Stored data entries:
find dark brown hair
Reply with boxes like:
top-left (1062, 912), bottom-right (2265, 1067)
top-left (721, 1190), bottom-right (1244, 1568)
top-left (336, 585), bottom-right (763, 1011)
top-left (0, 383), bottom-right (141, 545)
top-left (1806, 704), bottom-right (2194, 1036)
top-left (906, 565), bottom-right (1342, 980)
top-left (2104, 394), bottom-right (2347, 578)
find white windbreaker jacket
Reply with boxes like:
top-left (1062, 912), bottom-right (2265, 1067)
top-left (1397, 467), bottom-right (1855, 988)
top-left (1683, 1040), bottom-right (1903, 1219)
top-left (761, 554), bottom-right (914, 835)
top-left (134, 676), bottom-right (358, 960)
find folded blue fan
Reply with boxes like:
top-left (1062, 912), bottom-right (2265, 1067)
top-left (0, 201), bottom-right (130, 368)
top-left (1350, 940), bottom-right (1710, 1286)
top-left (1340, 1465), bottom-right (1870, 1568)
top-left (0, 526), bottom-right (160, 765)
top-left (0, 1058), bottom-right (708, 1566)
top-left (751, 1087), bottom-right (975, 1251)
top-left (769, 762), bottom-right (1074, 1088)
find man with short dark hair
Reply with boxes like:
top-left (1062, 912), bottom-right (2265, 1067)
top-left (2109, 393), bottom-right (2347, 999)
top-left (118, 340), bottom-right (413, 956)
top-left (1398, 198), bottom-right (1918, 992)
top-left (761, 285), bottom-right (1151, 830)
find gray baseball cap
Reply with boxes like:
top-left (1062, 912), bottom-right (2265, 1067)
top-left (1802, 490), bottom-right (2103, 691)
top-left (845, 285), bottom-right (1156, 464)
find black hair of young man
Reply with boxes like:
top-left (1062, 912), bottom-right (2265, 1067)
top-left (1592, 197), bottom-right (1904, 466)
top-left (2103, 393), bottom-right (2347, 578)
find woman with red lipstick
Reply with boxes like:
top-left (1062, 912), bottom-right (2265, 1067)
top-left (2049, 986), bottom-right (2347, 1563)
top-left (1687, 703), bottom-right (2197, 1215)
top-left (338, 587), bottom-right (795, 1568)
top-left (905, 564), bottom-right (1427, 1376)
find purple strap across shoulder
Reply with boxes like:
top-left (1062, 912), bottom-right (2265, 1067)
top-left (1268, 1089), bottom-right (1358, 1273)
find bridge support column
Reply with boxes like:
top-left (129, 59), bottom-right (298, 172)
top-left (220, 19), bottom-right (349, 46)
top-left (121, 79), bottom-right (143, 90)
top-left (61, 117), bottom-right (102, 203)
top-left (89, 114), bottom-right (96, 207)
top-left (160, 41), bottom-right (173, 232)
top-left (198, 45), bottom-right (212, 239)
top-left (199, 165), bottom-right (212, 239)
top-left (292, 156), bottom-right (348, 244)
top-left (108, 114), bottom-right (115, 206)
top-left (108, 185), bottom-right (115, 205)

→ **What is being asked**
Transcribe the records in full, so that each line reads exactly as before.

→ **Exercise solution**
find dark brown hair
Reply with boxes like:
top-left (1062, 912), bottom-right (2265, 1067)
top-left (721, 1190), bottom-right (1244, 1568)
top-left (336, 585), bottom-right (763, 1011)
top-left (0, 383), bottom-right (141, 545)
top-left (1806, 704), bottom-right (2194, 1036)
top-left (906, 565), bottom-right (1342, 980)
top-left (2104, 394), bottom-right (2347, 578)
find white windbreaker jacket
Reply with boxes like:
top-left (1062, 912), bottom-right (2265, 1067)
top-left (1397, 467), bottom-right (1855, 988)
top-left (1683, 1040), bottom-right (1903, 1219)
top-left (761, 554), bottom-right (914, 835)
top-left (134, 676), bottom-right (358, 960)
find folded blue fan
Reply with boxes like:
top-left (1062, 912), bottom-right (2265, 1067)
top-left (0, 201), bottom-right (130, 368)
top-left (1350, 940), bottom-right (1710, 1286)
top-left (1340, 1465), bottom-right (1870, 1568)
top-left (0, 526), bottom-right (160, 765)
top-left (0, 1058), bottom-right (708, 1566)
top-left (751, 1087), bottom-right (975, 1251)
top-left (769, 762), bottom-right (1074, 1088)
find man with short dark hair
Reply with boxes like:
top-left (1062, 912), bottom-right (2265, 1067)
top-left (2109, 393), bottom-right (2347, 999)
top-left (118, 340), bottom-right (413, 956)
top-left (1398, 198), bottom-right (1918, 992)
top-left (761, 285), bottom-right (1151, 830)
find gray baseball cap
Reply with boxes like:
top-left (1062, 912), bottom-right (2265, 1067)
top-left (1802, 490), bottom-right (2103, 691)
top-left (845, 285), bottom-right (1156, 464)
find black hair of young man
Reply with boxes like:
top-left (1062, 912), bottom-right (2265, 1067)
top-left (1592, 197), bottom-right (1904, 466)
top-left (2103, 393), bottom-right (2347, 578)
find woman with red lipstick
Reply with boxes like:
top-left (1062, 912), bottom-right (2265, 1067)
top-left (2049, 986), bottom-right (2347, 1563)
top-left (1687, 703), bottom-right (2197, 1215)
top-left (338, 587), bottom-right (795, 1568)
top-left (905, 564), bottom-right (1427, 1376)
find purple strap across shoulder
Reply with boxes like:
top-left (1062, 912), bottom-right (2265, 1067)
top-left (1268, 1089), bottom-right (1358, 1273)
find bridge support column
Reply with boxes like:
top-left (129, 59), bottom-right (298, 172)
top-left (220, 19), bottom-right (349, 46)
top-left (121, 79), bottom-right (143, 90)
top-left (61, 117), bottom-right (102, 203)
top-left (89, 114), bottom-right (96, 207)
top-left (160, 41), bottom-right (173, 232)
top-left (198, 45), bottom-right (212, 239)
top-left (199, 165), bottom-right (212, 239)
top-left (292, 156), bottom-right (348, 244)
top-left (108, 114), bottom-right (115, 206)
top-left (108, 185), bottom-right (115, 205)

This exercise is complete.